Cette saison, So Foot revient après chaque journée de Ligue 1 sur trois points tactiques. Au menu du troisième acte de la saison, retour sur la masterclass de Téji Savanier face à Nice, sur le choc étouffé dans l’œuf entre le PSG et l’OM et sur le 3-4-1-2 prometteur du RC Lens.

➩ Une bombe platine, Téji !

« Il y a des mecs qui se lèvent tous les matins pour aller ramasser du bois. Moi, c’est pour jouer au foot, c’est un réel bonheur. Donc voilà, le truc, c’est que je m’amuse. Je n’entre jamais sur le terrain stressé ou en me disant que je vais mal faire. » Ainsi va la vie d’un Téji Savanier qui, samedi, a transformé une simple séquence arrêtée niçoise en mise à nu. On joue la 53e minute de jeu, et les Aiglons brûlent déjà sous les coups d’un MHSC déchaîné. Sur un coup franc rapidement joué par Rony Lopes, Lees-Melou a alors une micro-possibilité de réduire le score quand un molosse lui saute dans les chevilles avant de célébrer son intervention comme on plante une hache dans le moral de son adversaire. Poings serrés et gueule ouverte, Savanier hurle, histoire de signaler aux curieux de la Mosson que si le chien aboie, la caravane passe : Montpellier reste une équipe capable de bousculer un bon paquet de concurrents, notamment dans sa tanière. Après la rencontre, remportée sans discussion (3-1), Andy Delort, dont la première feuille de match de la saison a été remplie par deux passes décisives, est allé dans ce sens : « On a été dangereux d’entrée, on a su marquer et on a profité de cela pour aller les chercher haut. On a vraiment été solides, devant ou derrière. Si on continue comme ça, je pense qu’on va emmerder quelques équipes. » Michel Der Zakarian, lui, a été plus concis : « À Rennes, on avait ouvert de grands boulevards. Là, on a tout fermé. » Et un type a tout ouvert, aussi.

Positionné en 10 à la place d’un Florent Mollet suspendu juste derrière la paire Laborde-Delort, Téji Savanier a tout simplement été merveilleux. « Dans l’orientation du jeu, la capacité à éliminer, à créer des décalages, Téji a été notre métronome, a posé Der Zakarian. Il a été juste dans tout ce qu’il a fait, il a provoqué beaucoup de fautes et a distillé de bons ballons sur les coups de pied arrêtés, que l’on avait travaillés. » Ce n’est plus une surprise : dans l’exercice, Savanier est un maître, et ce match contre Nice l’a de nouveau prouvé. Un secret ? « Je travaille ça depuis que je suis tout petit, expliquait l’intéressé à L’Équipe au printemps 2019. J’ai une façon de frapper un peu particulière qui fait que le ballon monte et retombe très vite derrière la défense. C’est difficile à expliquer, mais j’essaye de taper fort, entre le coup de pied et l’intérieur, en fouettant le ballon pour qu’il ne tourne pas. Et mes coéquipiers savent où il va arriver. » Samedi, pour faucher les Niçois, Montpellier avait pointé une zone précise sur corner : l’entrée de la surface, où Savanier a souvent trouvé un coéquipier libre, que ce soit Ferri (8e), Ristic (12e) ou de nouveau l’arrière gauche serbe à l’heure de jeu, ce qui a débouché sur le troisième but pailladin, inscrit par Congré. Sur coup franc, Téji Savanier a également brillé, poussant Benítez à la parade (50e), avant d’avertir une seconde fois le portier d’une frappe lointaine (63e).
● ● ● ●
→ SÉRIE D'EXERCICES:
1. Recopiez à l'identique le passage de l'article sur Téji Savanier en commençant à « Cette saison, So » et en terminant par « platine, Téji ! ».
2. Poursuivez, s'il vous plaît, l'article sur Téji Savanier à partir de l'endroit où il s'arrête.

→ EXTRAIT DE DONNÉES:
● ● ● ●
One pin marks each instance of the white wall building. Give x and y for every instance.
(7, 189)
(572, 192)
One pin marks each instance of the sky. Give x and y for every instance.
● ● ● ●
→ RÉSULTATS ATTENDUS:
1.
Cette saison, So Foot revient après chaque journée de Ligue 1 sur trois points tactiques. Au menu du troisième acte de la saison, retour sur la masterclass de Téji Savanier face à Nice, sur le choc étouffé dans l’œuf entre le PSG et l’OM et sur le 3-4-1-2 prometteur du RC Lens.

➩ Une bombe platine, Téji !

2.
Au cœur d’un Montpellier qui ne mise pas sur la possession (le MHSC n’a eu le ballon que 37% du temps samedi), qui pratique un jeu ultra-direct et dont les deux flèches offensives ne cessent de bouffer la profondeur, Savanier est le nœud, l’homme par qui passe tous les circuits et qui est chargé de faire avancer le jeu. On l’a ainsi vu briser les reins de Schneiderlin à plusieurs reprises et être un frelon intenable derrière le milieu à trois têtes niçois.

En phase de relance, Savanier n’a pas toujours été à la base de la construction. Il a aussi su se faire oublier pour être une solution dans le dos de Schneiderlin.

Trouvé par Laborde, il a par moments été se placer à la tête du trio, afin d’attirer deux Niçois sur son dos et de libérer un espace d’expression pour Delort.

Lorsqu’il a été chargé d’orienter le jeu, Savanier a souvent fait pencher l’expression héraultaise côté droit, en direction de Souquet, deuxième joueur du MHSC le plus touché et qui a empilé les centres (8, dont 63% de réussis).

Nice a été gêné par les appels incessants de Laborde et Delort, toujours situés entre un central et un latéral adverse. Résultat, des espaces se sont ouverts dans les couloirs : Souquet a été dangereux à chaque montée.

Autre séquence, même résultat : Kamara est obligé de cadrer Laborde et laisse Souquet tout seul dans son dos.

Cinq minutes plus tard, rebelote.

Ultra-mobile, Savanier a aussi été une solution précieuse sur les touches. Trouvé par Souquet, il réussit ici, en extension, à lancer Laborde dans le dos de Kamara.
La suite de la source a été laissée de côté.